start Source

The United Nations is set to host talks on the use of autonomous weapons, but those hoping for a ban on the machines dubbed “killer robots” will be disappointed, the ambassador leading the discussions said Friday.

More than 100 artificial intelligence entrepreneurs led by Tesla’s Elon Musk in August urged the U.N. to enforce a global ban on fully automated weapons, echoing calls from activists who have warned the machines will put civilians at enormous risk.

A U.N. disarmament grouping known as the Convention on Certain Conventional Weapons (CCW) will on Monday begin five days of talks on the issue in Geneva.

But anything resembling a ban, or even a treaty, remains far off, said the Indian ambassador on disarmament, Amandeep Gill, who is chairing the meeting.

“It would be very easy to just legislate a ban but I think … rushing ahead in a very complex subject is not wise,” he told reporters. “We are just at the starting line.”

He said the discussion, which will also include civil society and technology companies, will be partly focused on understanding the types of weapons in the pipeline.

Proponents of a ban, including the Campaign to Stop Killer Robots pressure group, insist that human beings must ultimately be responsible for the final decision to kill or destroy.

end Source
start Listed records

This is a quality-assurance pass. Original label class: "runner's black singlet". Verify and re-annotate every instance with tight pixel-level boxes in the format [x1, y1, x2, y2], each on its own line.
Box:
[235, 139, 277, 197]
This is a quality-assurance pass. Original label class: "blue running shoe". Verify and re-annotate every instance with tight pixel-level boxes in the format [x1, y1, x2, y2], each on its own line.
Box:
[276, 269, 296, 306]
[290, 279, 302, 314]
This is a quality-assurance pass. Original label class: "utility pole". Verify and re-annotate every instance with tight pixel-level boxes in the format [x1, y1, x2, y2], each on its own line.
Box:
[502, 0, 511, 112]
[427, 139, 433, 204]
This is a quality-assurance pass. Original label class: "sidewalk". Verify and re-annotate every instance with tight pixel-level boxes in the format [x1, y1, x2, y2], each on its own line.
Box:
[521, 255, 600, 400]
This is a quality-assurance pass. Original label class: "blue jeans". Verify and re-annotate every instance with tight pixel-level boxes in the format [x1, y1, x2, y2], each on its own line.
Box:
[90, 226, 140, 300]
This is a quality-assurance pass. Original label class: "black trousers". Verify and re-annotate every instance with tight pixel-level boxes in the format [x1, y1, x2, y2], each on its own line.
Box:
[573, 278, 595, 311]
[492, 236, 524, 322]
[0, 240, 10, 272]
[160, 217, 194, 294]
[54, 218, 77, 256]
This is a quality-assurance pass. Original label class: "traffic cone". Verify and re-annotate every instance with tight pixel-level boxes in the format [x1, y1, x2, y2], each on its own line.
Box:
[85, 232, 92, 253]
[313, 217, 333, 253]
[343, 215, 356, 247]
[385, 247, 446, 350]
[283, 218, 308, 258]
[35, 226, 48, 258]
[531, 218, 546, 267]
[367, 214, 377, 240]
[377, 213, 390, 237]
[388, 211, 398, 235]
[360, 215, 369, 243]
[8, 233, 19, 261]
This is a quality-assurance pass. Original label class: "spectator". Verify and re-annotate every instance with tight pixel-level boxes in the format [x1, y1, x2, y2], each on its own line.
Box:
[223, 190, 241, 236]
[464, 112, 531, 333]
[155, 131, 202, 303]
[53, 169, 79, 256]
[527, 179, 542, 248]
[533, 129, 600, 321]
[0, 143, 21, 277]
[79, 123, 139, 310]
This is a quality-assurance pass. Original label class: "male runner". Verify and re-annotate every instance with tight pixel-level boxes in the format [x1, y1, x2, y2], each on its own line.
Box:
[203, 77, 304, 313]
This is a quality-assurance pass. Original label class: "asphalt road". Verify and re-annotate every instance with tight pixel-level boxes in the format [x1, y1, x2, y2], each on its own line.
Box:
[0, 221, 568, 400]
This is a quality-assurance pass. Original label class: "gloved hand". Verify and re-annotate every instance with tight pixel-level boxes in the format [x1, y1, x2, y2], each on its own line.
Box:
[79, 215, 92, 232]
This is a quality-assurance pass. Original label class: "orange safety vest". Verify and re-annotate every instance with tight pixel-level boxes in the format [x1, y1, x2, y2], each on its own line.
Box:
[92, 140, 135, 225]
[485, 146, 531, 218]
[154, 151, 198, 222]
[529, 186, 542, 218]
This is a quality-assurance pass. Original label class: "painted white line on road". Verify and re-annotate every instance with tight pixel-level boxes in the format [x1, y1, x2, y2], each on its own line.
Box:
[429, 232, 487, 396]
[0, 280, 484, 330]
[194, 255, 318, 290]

end Listed records

**Task requirements**
Replace "reporters" with "journalists" in the article on the U.N. talks about killer robots, and write out the part that begins at the words "But anything resembling" and stops after "in the pipeline.".

**Output**
But anything resembling a ban, or even a treaty, remains far off, said the Indian ambassador on disarmament, Amandeep Gill, who is chairing the meeting.

“It would be very easy to just legislate a ban but I think … rushing ahead in a very complex subject is not wise,” he told journalists. “We are just at the starting line.”

He said the discussion, which will also include civil society and technology companies, will be partly focused on understanding the types of weapons in the pipeline.